**Try it:** In the IonQuant thread below, copy the passage from "- Is is possible" up to and including "levels affect identification/quantification?".

Closed tobiasko closed 4 years ago
Hi Tobi,
Thanks for your interest in IonQuant. The paper will be available soon. You will be able to see all the details from the paper.
Best,
Fengchao
On Tue, 17 Mar 2020 at 5:43 AM, Tobias Kockmann notifications@github.com wrote:
Dear FragPipe team,
we (FGCZ) are intensifying our testing of MSFragger for PASEF data. Could you share some info regarding how IonQuant works?
- How do you detect features?
- How are features aligned in which space?
- Are you using an approach similar to "macth-between-runs" (ID migration)?
- In which dimensions is the data recalibrated (I assume the m/z dim. is recalibrated)?
- Is is possible to view features that are detected by IonQuant in some way? Would for instance an XIC/XIM in Bruker data analysis or Skyline see something different than IonQuant?
- Have you checked how Bruker MS data reduction levels affect identification/quantification?
Sorry for the many questions, but since IonQuant is still kind of a black box (no publication) this is the only way ;-)
Thanks, Tobi
— You are receiving this because you are subscribed to this thread. Reply to this email directly, view it on GitHub https://github.com/Nesvilab/FragPipe/issues/179, or unsubscribe https://github.com/notifications/unsubscribe-auth/ABU27W6XUR7ASPD7DI777JTRH5A3DANCNFSM4LNHBW5A .

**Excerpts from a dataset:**
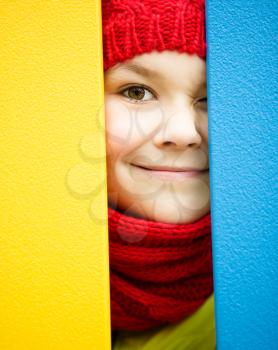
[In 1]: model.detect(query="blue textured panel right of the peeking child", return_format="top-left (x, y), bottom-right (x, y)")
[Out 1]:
top-left (206, 0), bottom-right (278, 350)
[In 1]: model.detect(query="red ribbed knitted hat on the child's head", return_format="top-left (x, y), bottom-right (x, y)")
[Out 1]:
top-left (102, 0), bottom-right (206, 70)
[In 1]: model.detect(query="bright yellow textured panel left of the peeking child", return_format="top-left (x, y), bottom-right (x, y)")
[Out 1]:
top-left (0, 0), bottom-right (110, 350)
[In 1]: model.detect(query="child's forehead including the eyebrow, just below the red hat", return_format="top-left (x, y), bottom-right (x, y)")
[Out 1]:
top-left (106, 51), bottom-right (206, 86)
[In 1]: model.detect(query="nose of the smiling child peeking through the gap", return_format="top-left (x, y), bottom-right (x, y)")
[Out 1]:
top-left (153, 102), bottom-right (202, 149)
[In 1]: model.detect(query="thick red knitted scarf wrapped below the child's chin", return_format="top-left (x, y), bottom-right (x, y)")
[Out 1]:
top-left (108, 207), bottom-right (213, 331)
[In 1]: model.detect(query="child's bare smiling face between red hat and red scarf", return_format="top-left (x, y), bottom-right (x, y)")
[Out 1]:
top-left (105, 51), bottom-right (210, 224)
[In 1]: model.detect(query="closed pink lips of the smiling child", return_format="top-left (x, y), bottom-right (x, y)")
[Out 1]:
top-left (131, 164), bottom-right (208, 181)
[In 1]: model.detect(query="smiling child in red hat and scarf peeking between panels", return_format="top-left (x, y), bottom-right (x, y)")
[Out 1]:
top-left (102, 0), bottom-right (215, 350)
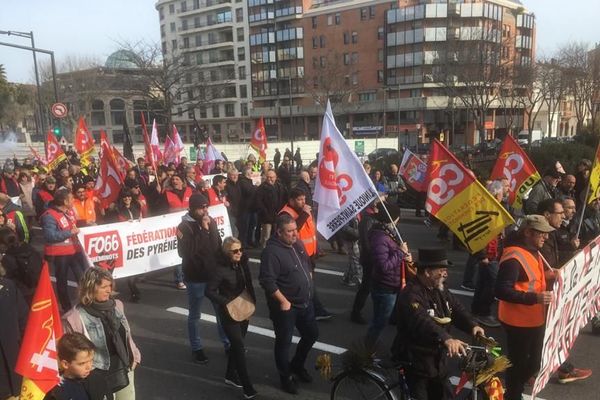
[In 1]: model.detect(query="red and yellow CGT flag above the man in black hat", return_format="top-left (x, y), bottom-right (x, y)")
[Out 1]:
top-left (425, 140), bottom-right (514, 253)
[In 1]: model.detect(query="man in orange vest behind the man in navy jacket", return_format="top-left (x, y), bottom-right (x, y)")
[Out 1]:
top-left (278, 188), bottom-right (333, 321)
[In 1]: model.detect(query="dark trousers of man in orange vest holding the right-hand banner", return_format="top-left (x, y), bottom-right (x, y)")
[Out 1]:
top-left (502, 324), bottom-right (545, 400)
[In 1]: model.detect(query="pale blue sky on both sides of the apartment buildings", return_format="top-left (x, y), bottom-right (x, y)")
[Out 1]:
top-left (0, 0), bottom-right (600, 82)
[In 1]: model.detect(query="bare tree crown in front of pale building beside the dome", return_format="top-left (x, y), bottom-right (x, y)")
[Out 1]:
top-left (119, 41), bottom-right (236, 130)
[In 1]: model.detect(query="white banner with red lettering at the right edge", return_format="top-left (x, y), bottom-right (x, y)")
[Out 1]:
top-left (533, 236), bottom-right (600, 398)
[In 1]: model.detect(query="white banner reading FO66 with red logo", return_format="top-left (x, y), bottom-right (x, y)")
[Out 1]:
top-left (78, 204), bottom-right (231, 278)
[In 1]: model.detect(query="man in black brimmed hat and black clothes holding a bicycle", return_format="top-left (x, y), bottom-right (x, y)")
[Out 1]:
top-left (392, 249), bottom-right (484, 400)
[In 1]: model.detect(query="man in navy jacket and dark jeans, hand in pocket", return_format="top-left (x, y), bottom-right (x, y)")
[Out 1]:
top-left (259, 214), bottom-right (319, 394)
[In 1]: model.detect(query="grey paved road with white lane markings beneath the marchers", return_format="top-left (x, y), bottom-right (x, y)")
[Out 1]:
top-left (44, 212), bottom-right (600, 400)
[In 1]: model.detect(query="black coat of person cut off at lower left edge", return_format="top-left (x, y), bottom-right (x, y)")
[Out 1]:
top-left (0, 278), bottom-right (27, 396)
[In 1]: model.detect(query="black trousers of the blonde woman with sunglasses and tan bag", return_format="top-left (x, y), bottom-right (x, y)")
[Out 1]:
top-left (221, 315), bottom-right (252, 389)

**Solution to the problem:**
- Is is possible to view features that are detected by IonQuant in some way? Would for instance an XIC/XIM in Bruker data analysis or Skyline see something different than IonQuant?
- Have you checked how Bruker MS data reduction levels affect identification/quantification?